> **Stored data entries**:
++++++++

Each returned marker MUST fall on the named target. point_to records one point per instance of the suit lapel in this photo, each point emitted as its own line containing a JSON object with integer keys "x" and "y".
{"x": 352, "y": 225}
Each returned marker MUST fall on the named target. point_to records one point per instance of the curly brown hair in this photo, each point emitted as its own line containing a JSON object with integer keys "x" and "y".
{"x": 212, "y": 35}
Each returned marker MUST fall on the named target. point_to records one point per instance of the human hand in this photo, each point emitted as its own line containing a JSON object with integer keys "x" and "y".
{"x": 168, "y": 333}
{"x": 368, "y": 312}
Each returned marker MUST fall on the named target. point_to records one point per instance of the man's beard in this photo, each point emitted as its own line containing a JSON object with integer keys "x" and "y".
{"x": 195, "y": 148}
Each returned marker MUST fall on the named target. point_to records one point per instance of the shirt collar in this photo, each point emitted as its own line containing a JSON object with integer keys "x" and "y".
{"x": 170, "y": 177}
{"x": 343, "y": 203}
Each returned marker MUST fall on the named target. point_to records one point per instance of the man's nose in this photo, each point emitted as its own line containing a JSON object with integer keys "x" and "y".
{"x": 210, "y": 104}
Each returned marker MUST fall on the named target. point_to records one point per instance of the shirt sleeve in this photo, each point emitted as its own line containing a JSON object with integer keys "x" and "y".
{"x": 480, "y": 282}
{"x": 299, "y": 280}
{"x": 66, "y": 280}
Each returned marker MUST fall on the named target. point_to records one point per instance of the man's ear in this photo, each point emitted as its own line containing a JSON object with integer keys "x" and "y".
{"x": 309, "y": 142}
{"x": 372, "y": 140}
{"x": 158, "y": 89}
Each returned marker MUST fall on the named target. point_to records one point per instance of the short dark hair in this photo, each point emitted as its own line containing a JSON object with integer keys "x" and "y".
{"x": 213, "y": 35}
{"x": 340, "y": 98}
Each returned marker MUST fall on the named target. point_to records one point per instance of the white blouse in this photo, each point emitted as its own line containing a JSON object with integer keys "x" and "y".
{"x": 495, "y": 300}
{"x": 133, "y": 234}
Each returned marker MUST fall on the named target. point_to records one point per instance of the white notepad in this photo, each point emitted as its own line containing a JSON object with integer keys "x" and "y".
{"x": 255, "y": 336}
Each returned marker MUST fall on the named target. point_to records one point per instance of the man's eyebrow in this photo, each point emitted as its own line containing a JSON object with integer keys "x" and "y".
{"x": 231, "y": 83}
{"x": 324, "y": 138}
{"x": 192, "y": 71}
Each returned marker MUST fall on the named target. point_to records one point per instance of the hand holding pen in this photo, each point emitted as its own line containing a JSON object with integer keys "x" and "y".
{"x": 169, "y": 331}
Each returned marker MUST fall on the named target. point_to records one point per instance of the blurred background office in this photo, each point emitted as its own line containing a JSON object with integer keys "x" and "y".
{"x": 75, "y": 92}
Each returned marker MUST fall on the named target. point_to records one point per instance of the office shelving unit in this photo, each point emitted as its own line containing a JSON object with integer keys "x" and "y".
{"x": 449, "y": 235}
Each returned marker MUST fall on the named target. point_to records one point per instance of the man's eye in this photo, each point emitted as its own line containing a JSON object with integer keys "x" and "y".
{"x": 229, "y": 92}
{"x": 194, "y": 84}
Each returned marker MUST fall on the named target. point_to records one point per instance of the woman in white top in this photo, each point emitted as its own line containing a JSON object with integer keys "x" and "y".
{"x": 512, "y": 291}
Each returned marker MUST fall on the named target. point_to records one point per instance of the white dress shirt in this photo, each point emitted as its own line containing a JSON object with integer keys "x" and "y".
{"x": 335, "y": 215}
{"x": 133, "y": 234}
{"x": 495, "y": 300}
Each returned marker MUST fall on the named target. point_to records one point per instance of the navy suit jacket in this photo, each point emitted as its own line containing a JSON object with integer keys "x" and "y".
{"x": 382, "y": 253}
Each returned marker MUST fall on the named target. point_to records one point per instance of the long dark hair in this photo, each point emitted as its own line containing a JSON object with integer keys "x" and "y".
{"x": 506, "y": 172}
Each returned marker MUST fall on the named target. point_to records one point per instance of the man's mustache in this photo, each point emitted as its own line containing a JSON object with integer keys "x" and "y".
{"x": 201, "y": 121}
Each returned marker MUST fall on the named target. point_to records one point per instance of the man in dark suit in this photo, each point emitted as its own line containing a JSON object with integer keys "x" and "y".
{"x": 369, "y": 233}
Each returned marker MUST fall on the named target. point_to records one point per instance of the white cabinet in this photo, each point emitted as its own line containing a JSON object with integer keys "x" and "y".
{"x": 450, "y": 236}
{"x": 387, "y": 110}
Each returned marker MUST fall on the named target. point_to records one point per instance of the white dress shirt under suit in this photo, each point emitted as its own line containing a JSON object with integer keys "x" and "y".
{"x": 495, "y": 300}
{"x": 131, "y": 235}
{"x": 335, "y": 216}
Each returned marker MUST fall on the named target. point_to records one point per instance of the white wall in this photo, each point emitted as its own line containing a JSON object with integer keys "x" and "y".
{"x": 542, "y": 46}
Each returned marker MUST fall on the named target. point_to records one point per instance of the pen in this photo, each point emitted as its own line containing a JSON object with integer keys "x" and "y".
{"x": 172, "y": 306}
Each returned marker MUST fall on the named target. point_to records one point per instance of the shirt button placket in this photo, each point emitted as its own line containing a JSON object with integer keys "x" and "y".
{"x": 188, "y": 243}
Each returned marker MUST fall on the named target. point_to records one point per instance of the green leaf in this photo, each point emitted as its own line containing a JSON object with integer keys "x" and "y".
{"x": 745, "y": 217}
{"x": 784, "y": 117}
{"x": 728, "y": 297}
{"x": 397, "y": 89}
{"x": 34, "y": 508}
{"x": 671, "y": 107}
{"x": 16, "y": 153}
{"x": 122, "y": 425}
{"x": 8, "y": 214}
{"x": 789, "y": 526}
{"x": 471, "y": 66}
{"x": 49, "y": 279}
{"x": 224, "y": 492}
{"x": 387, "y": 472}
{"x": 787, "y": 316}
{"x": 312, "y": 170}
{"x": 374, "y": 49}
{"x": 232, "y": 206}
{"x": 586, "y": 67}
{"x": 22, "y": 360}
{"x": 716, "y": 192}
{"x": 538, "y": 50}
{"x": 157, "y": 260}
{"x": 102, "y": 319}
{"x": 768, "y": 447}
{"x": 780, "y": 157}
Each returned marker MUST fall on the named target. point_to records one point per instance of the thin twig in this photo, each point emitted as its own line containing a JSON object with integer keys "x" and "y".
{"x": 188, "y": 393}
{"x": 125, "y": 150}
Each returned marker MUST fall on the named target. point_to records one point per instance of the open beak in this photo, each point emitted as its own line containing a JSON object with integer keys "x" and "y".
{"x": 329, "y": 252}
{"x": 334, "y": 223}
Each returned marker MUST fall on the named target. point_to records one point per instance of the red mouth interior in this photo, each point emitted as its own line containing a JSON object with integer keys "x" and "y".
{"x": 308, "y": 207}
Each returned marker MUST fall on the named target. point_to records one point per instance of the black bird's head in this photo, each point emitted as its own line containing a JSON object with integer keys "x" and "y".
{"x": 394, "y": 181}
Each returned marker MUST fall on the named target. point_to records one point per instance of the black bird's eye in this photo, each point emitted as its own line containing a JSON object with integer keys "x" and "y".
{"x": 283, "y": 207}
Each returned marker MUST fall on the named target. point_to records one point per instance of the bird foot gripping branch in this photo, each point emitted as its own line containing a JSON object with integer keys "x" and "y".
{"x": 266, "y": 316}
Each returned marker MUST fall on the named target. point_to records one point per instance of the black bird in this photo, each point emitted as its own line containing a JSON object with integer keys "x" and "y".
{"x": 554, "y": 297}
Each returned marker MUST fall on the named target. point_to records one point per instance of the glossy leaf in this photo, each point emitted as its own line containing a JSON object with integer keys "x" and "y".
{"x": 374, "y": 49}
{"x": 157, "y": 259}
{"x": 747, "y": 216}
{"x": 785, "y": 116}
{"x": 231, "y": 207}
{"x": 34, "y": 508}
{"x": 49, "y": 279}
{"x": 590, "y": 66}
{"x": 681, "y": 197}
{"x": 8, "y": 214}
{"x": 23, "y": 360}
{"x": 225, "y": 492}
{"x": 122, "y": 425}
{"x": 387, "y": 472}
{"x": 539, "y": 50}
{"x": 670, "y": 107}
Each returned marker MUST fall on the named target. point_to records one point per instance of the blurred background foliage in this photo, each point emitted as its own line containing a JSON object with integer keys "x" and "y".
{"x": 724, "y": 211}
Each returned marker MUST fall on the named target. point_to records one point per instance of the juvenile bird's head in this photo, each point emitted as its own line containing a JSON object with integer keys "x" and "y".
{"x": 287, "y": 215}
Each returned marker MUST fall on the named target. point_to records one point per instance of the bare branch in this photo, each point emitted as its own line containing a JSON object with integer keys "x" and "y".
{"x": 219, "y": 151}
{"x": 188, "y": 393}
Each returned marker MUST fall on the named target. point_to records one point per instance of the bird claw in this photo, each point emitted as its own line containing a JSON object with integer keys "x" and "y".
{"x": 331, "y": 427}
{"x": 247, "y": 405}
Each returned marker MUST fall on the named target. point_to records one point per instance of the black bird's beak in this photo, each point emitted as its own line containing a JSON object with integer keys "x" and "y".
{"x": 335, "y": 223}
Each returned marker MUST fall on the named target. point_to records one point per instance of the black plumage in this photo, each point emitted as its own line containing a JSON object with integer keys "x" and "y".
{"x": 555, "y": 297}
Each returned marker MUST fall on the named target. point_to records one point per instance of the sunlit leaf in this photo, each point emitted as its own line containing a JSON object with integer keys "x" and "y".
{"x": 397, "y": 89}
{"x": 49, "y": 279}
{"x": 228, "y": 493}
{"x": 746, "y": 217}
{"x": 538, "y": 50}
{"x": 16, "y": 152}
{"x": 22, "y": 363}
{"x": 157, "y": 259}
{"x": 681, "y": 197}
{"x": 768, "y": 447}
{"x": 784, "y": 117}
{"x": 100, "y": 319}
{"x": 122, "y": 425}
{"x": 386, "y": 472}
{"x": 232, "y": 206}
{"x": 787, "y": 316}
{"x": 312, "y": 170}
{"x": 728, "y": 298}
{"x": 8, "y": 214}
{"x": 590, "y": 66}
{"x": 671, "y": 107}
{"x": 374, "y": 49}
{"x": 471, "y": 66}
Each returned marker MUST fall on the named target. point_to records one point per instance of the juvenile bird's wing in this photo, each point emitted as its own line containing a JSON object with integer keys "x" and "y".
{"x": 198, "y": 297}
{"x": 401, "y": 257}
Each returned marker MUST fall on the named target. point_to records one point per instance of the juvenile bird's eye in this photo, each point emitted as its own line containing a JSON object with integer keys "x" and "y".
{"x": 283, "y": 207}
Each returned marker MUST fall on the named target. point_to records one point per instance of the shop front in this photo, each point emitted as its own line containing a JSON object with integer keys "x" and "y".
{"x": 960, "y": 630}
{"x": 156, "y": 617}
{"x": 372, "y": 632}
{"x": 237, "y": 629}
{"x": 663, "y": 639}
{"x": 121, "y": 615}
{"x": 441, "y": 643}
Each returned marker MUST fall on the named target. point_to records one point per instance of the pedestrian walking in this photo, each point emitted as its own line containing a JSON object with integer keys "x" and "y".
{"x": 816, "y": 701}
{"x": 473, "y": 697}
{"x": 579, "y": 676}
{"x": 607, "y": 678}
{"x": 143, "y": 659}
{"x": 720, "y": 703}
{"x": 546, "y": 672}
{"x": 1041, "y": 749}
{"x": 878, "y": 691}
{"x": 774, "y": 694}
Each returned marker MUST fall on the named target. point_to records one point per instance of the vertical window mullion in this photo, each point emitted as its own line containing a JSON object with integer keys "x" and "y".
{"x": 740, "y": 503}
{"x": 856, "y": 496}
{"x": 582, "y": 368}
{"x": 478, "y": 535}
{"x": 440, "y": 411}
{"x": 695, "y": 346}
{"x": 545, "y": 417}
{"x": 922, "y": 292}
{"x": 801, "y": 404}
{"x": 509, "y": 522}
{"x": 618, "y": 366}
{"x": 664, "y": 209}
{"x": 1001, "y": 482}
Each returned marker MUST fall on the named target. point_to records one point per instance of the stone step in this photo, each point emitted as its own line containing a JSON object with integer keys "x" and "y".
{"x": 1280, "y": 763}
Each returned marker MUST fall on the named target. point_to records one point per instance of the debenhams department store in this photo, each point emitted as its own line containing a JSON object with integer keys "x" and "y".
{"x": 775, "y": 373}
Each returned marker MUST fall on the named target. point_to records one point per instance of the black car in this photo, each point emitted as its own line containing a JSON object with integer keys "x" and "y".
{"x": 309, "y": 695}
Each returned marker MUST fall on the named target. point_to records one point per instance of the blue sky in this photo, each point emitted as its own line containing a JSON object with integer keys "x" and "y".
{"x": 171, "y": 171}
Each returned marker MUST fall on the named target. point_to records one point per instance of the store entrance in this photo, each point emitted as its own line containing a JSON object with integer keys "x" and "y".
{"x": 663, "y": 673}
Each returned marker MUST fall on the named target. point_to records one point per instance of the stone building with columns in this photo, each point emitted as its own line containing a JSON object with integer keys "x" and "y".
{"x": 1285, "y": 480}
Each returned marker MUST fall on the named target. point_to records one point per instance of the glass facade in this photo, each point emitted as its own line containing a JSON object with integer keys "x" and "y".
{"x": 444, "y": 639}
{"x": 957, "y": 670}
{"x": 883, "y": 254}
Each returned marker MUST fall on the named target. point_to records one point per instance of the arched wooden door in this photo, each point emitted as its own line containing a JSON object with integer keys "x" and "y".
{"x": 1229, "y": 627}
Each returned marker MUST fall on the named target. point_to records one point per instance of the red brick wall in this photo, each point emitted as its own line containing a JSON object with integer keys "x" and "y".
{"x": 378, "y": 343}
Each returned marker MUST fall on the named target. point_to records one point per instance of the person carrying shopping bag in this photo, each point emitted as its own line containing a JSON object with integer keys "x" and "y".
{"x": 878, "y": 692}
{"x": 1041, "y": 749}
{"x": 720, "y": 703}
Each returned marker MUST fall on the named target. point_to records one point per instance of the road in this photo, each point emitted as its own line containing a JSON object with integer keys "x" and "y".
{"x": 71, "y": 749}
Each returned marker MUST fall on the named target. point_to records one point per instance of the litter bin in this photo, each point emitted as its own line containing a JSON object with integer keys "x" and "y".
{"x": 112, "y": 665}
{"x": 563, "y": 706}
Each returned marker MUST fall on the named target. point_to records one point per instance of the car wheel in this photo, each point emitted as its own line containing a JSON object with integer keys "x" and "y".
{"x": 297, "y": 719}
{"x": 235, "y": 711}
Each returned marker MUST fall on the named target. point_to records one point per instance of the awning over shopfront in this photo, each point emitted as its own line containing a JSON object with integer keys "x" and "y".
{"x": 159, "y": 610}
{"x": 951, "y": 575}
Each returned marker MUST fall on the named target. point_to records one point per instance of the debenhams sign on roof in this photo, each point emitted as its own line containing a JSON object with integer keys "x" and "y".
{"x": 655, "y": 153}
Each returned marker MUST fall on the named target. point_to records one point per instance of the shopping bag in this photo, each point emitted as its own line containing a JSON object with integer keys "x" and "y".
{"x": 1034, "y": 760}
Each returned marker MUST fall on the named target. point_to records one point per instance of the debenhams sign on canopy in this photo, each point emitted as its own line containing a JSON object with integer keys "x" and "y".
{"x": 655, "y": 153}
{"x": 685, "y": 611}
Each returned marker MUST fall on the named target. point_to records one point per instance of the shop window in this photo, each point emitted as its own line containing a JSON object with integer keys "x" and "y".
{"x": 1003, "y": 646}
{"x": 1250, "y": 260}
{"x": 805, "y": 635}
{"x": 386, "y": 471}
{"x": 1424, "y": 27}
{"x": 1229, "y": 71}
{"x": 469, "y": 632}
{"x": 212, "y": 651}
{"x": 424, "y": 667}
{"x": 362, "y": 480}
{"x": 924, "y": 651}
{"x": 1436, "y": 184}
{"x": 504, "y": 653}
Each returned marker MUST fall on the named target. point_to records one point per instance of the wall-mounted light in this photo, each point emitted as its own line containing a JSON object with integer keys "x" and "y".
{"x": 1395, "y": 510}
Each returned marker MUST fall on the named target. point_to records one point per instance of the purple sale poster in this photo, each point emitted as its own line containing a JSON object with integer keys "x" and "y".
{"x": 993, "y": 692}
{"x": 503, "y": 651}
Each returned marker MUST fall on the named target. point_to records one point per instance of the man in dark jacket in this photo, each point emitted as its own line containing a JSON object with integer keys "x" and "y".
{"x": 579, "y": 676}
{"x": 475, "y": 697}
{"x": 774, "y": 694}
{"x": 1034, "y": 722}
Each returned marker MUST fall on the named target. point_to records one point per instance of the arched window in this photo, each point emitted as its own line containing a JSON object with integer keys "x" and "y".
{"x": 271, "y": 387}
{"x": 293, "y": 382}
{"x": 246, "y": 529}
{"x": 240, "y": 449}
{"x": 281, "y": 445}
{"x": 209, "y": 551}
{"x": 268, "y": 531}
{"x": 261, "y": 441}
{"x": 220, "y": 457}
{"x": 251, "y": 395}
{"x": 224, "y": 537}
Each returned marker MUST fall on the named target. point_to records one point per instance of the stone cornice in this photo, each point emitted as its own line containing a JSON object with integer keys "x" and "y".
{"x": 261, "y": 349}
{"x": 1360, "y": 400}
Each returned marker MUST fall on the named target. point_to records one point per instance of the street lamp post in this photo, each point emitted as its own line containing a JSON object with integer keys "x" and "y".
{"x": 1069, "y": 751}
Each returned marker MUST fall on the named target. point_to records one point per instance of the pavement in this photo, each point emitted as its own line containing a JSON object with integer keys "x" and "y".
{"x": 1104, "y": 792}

++++++++

Output the line bearing "of the street" along with all the lines after it through the end of the entries, exactly, and no other lines.

Each returned marker MUST fall on the named target. point_to records one point per instance of the street lamp post in this photo, each point emitted as its own line containing a JSON object with integer keys "x" and "y".
{"x": 1069, "y": 751}
Each returned marker MUST fall on the named target. point_to records one point per instance of the pavement in this photo, each point emitted as its own line containing a JSON object with integer keys "x" and "y".
{"x": 1104, "y": 792}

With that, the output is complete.